# About this exercise
Transcribe the records in full; omit images.

# Data provided
=== Section Start ===
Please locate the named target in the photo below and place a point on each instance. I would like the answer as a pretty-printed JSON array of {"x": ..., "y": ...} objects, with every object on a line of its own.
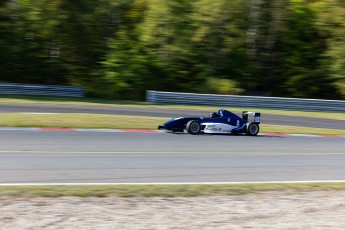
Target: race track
[
  {"x": 169, "y": 113},
  {"x": 106, "y": 157}
]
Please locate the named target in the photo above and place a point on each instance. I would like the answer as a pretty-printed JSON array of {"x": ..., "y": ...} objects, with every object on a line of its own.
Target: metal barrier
[
  {"x": 46, "y": 90},
  {"x": 158, "y": 97}
]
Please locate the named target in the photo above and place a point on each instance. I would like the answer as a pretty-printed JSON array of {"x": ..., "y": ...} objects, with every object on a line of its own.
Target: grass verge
[
  {"x": 160, "y": 190},
  {"x": 103, "y": 121},
  {"x": 140, "y": 104}
]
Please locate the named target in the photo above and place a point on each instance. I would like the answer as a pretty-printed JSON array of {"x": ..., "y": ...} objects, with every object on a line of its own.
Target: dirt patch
[{"x": 268, "y": 210}]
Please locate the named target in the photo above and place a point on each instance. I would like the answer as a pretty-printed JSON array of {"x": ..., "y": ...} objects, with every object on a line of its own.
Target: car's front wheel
[
  {"x": 193, "y": 127},
  {"x": 252, "y": 129}
]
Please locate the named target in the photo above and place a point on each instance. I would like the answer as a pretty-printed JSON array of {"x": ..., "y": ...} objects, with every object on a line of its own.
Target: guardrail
[
  {"x": 158, "y": 97},
  {"x": 46, "y": 90}
]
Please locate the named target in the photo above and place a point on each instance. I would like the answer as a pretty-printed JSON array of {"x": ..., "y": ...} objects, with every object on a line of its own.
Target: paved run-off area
[{"x": 266, "y": 210}]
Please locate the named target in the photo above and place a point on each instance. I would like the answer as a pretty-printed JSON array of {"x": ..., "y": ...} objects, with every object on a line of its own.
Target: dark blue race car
[{"x": 221, "y": 122}]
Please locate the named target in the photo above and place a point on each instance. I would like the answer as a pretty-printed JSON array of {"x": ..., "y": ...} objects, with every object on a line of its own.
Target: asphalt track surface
[
  {"x": 100, "y": 157},
  {"x": 169, "y": 113}
]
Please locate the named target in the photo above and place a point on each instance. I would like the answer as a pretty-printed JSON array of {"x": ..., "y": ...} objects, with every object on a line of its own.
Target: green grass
[
  {"x": 102, "y": 121},
  {"x": 159, "y": 190},
  {"x": 141, "y": 104}
]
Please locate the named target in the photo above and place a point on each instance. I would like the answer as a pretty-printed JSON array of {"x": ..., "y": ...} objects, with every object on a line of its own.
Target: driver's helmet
[{"x": 213, "y": 115}]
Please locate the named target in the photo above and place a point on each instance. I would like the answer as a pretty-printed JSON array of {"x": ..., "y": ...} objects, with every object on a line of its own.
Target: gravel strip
[{"x": 267, "y": 210}]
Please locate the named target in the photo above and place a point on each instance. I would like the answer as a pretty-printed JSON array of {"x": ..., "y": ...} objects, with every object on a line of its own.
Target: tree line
[{"x": 120, "y": 48}]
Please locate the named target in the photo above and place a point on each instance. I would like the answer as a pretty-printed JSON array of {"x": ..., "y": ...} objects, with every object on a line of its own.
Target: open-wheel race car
[{"x": 221, "y": 122}]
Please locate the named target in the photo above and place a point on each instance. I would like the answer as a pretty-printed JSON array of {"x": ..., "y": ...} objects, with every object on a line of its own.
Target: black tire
[
  {"x": 193, "y": 127},
  {"x": 252, "y": 129}
]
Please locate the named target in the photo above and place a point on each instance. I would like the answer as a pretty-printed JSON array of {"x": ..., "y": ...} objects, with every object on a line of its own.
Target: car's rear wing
[{"x": 257, "y": 116}]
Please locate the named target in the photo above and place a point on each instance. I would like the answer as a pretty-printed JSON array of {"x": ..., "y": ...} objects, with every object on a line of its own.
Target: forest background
[{"x": 121, "y": 48}]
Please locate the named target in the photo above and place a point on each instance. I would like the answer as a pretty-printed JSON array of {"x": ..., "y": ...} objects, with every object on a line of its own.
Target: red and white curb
[{"x": 152, "y": 131}]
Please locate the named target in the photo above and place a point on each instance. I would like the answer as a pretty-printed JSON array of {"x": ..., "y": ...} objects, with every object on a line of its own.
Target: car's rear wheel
[
  {"x": 252, "y": 129},
  {"x": 193, "y": 127}
]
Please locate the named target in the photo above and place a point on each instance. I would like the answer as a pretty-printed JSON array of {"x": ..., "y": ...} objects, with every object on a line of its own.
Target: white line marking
[{"x": 172, "y": 183}]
=== Section End ===
# Written solution
Please locate the named target in the photo below and place a point on each instance. I would like the answer as a pretty-printed JSON array of {"x": ..., "y": ...} objects, with every object on a line of its own.
Target: race track
[
  {"x": 169, "y": 113},
  {"x": 106, "y": 157}
]
Please locate the named target in the photo above and place a point on each instance. I would like the answer as a pretty-printed JSON array of {"x": ..., "y": ...} objects, with every object on a line of its own.
Target: metal barrier
[
  {"x": 46, "y": 90},
  {"x": 158, "y": 97}
]
Please locate the named target in the photo above and place a point on each instance. I would like the answer as a pretty-printed JSON array of {"x": ..., "y": ...} objects, with every object on a line of its own.
Target: grass verge
[
  {"x": 160, "y": 190},
  {"x": 103, "y": 121},
  {"x": 140, "y": 104}
]
Please locate the named target in the photo above and place a point on each instance. I would like the answer as a pretty-printed JSON array of {"x": ..., "y": ...} objects, with every object on a line of its own.
Target: dirt patch
[{"x": 268, "y": 210}]
Please locate the named target in the photo above and place a point on each instance. I would like the answer as a pretty-printed JSON array of {"x": ..., "y": ...} objects, with every object on a line of its own.
Target: car's front wheel
[
  {"x": 193, "y": 127},
  {"x": 252, "y": 129}
]
Please locate the named target in the photo above and place a point on each instance. I would like the answer as a pretty-printed JSON array of {"x": ..., "y": ...} objects, with every object on a line of its own.
Target: guardrail
[
  {"x": 158, "y": 97},
  {"x": 46, "y": 90}
]
Please locate the named target in the photo above and place a point on each instance. I would like the answer as a pretty-printed JSON array of {"x": ..., "y": ...} objects, with every object on a line of its own.
Target: paved run-off area
[{"x": 266, "y": 210}]
Please locate the named target in the photo above and place a point on each instance. I would like the answer as a pretty-printed JSON array of {"x": ..., "y": ...} objects, with every object on a line of its own.
Target: dark blue race car
[{"x": 221, "y": 122}]
Please locate the named target in the photo above and place a point on each instance. I would like the answer as a pretty-printed JSON array of {"x": ..., "y": ...} objects, with every object on a line of its own.
Target: asphalt track surface
[
  {"x": 100, "y": 157},
  {"x": 169, "y": 113}
]
Please locate the named target in the photo above and place a point on each instance. I would like the answer as a pretty-printed JSON array of {"x": ..., "y": ...} objects, with every object on a line of its own.
Target: green grass
[
  {"x": 102, "y": 121},
  {"x": 159, "y": 190},
  {"x": 141, "y": 104}
]
Please locate the named target in the photo above and place a point on each instance. I would like the answer as a pretty-printed JSON array of {"x": ..., "y": ...} objects, with every object on a line of its own.
Target: driver's helmet
[{"x": 213, "y": 115}]
Please locate the named target in the photo above and place a point on each instance. I would like the answer as a pretty-printed JSON array of {"x": ..., "y": ...} objects, with every object on a line of its own.
Target: gravel strip
[{"x": 267, "y": 210}]
Please locate the named target in the photo above and place a point on each instance. I would like the answer as a pretty-printed JSON array of {"x": ..., "y": ...} objects, with every object on a line of its own.
Target: tree line
[{"x": 120, "y": 48}]
Please locate the named target in the photo above and place a point on each instance. I would like the answer as a pretty-printed JSON array of {"x": ..., "y": ...} objects, with every object on a line of its own.
Target: open-wheel race car
[{"x": 221, "y": 122}]
Please locate the named target in the photo above and place a point on each instance. I would like the answer as a pretty-printed JSON array of {"x": ..., "y": ...} objects, with every object on a line of its own.
Target: black tire
[
  {"x": 193, "y": 127},
  {"x": 252, "y": 129}
]
Please locate the named target in the photo above and place a point on each instance. I would like the answer as a pretty-printed JSON array of {"x": ..., "y": ...} objects, with every object on a line of its own.
Target: car's rear wing
[{"x": 257, "y": 116}]
Please locate the named target in the photo above and place a point on each instance. I would like the answer as a pretty-printed JSON array of {"x": ..., "y": ...} objects, with every object on a line of its own.
Target: forest background
[{"x": 121, "y": 48}]
Please locate the named target in the photo above and place a point on each instance. I would like the answer as a pretty-printed JSON array of {"x": ..., "y": ...} objects, with every object on a line of its own.
Target: red and white curb
[{"x": 152, "y": 131}]
Please locate the named target in the photo above and place a point on each instance. I would like the answer as a pretty-printed JSON array of {"x": ..., "y": ...} objects, with every object on a line of its own.
Target: car's rear wheel
[
  {"x": 252, "y": 129},
  {"x": 193, "y": 127}
]
Please locate the named target in the photo above and place a point on each instance. I would like the answer as a pretty-printed JSON array of {"x": ..., "y": ...} objects, with every object on a line of its own.
Target: white line marking
[{"x": 172, "y": 183}]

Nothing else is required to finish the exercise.